### TASK INPUTS ###

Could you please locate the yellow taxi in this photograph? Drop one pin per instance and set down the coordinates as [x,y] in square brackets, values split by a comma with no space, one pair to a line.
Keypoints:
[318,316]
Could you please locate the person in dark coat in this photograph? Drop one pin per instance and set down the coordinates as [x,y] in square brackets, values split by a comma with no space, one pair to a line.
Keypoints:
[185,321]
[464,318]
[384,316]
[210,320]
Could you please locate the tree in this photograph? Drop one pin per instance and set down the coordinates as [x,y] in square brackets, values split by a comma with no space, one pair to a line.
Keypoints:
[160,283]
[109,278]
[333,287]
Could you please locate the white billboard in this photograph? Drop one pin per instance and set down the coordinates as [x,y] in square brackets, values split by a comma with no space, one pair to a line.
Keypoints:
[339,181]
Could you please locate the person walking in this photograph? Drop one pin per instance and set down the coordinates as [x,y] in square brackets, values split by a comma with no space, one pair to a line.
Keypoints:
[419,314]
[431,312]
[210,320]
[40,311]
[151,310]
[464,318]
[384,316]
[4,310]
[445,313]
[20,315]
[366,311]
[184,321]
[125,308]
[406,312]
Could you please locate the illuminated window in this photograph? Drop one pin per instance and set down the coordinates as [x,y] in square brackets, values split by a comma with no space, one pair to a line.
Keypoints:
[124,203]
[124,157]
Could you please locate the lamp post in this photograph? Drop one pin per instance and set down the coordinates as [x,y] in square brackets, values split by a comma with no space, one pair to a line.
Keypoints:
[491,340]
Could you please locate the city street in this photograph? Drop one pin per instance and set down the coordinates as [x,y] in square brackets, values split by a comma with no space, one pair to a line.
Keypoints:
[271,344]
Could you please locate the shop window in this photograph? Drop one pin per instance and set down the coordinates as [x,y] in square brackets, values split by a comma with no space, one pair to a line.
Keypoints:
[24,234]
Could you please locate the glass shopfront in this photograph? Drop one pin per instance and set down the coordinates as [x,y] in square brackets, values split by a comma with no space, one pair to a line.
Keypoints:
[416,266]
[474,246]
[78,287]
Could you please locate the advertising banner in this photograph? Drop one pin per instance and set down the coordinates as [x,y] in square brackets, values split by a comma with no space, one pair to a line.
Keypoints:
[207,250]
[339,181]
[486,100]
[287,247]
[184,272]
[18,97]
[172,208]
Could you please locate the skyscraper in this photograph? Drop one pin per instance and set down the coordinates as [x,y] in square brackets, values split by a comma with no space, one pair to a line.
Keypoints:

###

### REQUIREMENT
Repeat the records above exactly.

### REPLY
Could you please locate the yellow taxi in this photograph? Drop one pin per instance and set down the coordinates as [x,y] in square brackets, values split by a comma with no space, one pair to a line.
Keypoints:
[318,316]
Could you please locate the person in dark coat in this photograph? Drop one pin per instance and set down the coordinates as [x,y] in square brackets, values split by a comma with no space, one pair to a line.
Keypoints:
[185,321]
[464,318]
[384,316]
[210,320]
Could you please locate the tree in this photograph? Drop one pin per instance and set down the coordinates as [x,y] in square brackets, values split by a comma with no space, one pair to a line.
Keypoints:
[160,283]
[109,278]
[333,287]
Could you please locate the white billboard in this photograph? Drop one pin per instance and set down the coordinates as [x,y] in square brackets, values split by a comma with no space, one pair to a line.
Keypoints:
[339,181]
Could you please locate the person walking in this photograph? Drop one pin per instance and set down the coordinates as [x,y] in square brackets, values split by a comma with no space, one pair to a line.
Keypoints:
[419,314]
[431,312]
[210,320]
[40,311]
[151,310]
[464,318]
[384,316]
[4,310]
[445,313]
[20,315]
[366,311]
[184,321]
[125,308]
[406,312]
Could you please locate the illuminated window in this photograph? Drop one pin per instance and set down the coordinates as [x,y] in square brackets, values split by a comma with no space, one pair to a line.
Keypoints:
[124,203]
[124,157]
Could you please locate the lamp post in this photograph? Drop one pin per instance and set down the coordinates as [x,y] in square brackets, values split by a comma with no space, one pair to a line.
Keypoints:
[491,340]
Could you please locate the city street in this photograph? Drop one pin per instance and set down the coordinates as [x,y] in square brackets, values split by a comma with no space, one pair to a line.
Keypoints:
[271,344]
Could you please locate the shop window in this photograph? Drop one pin per instance and set down the coordinates as [x,y] in square brackets, values split by a comma with no space, one pair to a line.
Keypoints:
[24,234]
Could you please locate the glass shopfront in this photograph? Drop one pin per instance and set down the coordinates as [x,y] in square brackets, values split by a comma with no space, one pair to a line.
Keypoints:
[416,266]
[474,246]
[78,287]
Could you please locate the advertising banner in this photograph? Drop one pin per instance and set down the coordinates as [x,y] in square brackets, values split by a comma with no space, one pair to a line.
Keypoints:
[207,250]
[339,181]
[486,100]
[287,247]
[184,272]
[18,97]
[172,208]
Could you please locate the skyscraper in this photograph? Drop one pin per instance and set down the coordinates as [x,y] in square brackets, values split by a comma with no space, one pair to a line.
Keypoints:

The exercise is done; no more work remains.